◆ **Article**
....
Question

Two radioactive substances A and B have same number of initial nuclei. If the half-lives of A and B are 1.5 days and 4.5 days respectively, then the ratio of the number of nuclei remaining in A and B after 9 days is

• A. 1:16
• B. 1:1
• C. 1:4
• D. 1:8

Hint:

Ratio of remaining nuclei $N_A/N_B = (1/2)^{n_A - n_B}$. Here $n_A - n_B = 6 - 2 = 4$. Ratio is $(1/2)^4 = 1/16$.

Answer 1

The Correct Option is A

Step 1: Formula for Remaining Nuclei:
$N = N_0 \left(\frac{1}{2}\right)^n$, where $n = \frac{t}{T_{1/2}}$ is the number of half-lives.
....
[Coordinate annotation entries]
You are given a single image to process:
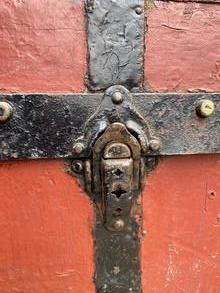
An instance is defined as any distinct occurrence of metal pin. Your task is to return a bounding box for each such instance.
[196,100,215,118]
[0,102,12,123]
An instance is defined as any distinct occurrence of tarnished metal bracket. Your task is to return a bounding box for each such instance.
[0,86,220,160]
[0,86,220,293]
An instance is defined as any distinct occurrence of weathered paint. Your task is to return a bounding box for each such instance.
[0,0,95,293]
[0,0,86,92]
[141,2,220,293]
[0,0,220,293]
[145,1,220,92]
[0,160,94,293]
[141,155,220,293]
....
◆ **Instructions**
- 1) Revise the radioactive decay problem between "The Correct Option" and "number of half-lives.", inclusive, replacing "Correct Option" with "Right Answer".
- 2) Pick up the radioactive decay problem where it stops and keep writing.

◆ **Exercise responses**
- 1)
The Right Answer is A

Step 1: Formula for Remaining Nuclei:
$N = N_0 \left(\frac{1}{2}\right)^n$, where $n = \frac{t}{T_{1/2}}$ is the number of half-lives.

- 2)
Step 2: Calculate for Substance A:
Half-life $T_A = 1.5$ days. Time $t = 9$ days. Number of half-lives $n_A = \frac{9}{1.5} = 6$. Remaining nuclei $N_A = N_0 \left(\frac{1}{2}\right)^6 = \frac{N_0}{64}$.
Step 3: Calculate for Substance B:
Half-life $T_B = 4.5$ days. Time $t = 9$ days. Number of half-lives $n_B = \frac{9}{4.5} = 2$. Remaining nuclei $N_B = N_0 \left(\frac{1}{2}\right)^2 = \frac{N_0}{4}$.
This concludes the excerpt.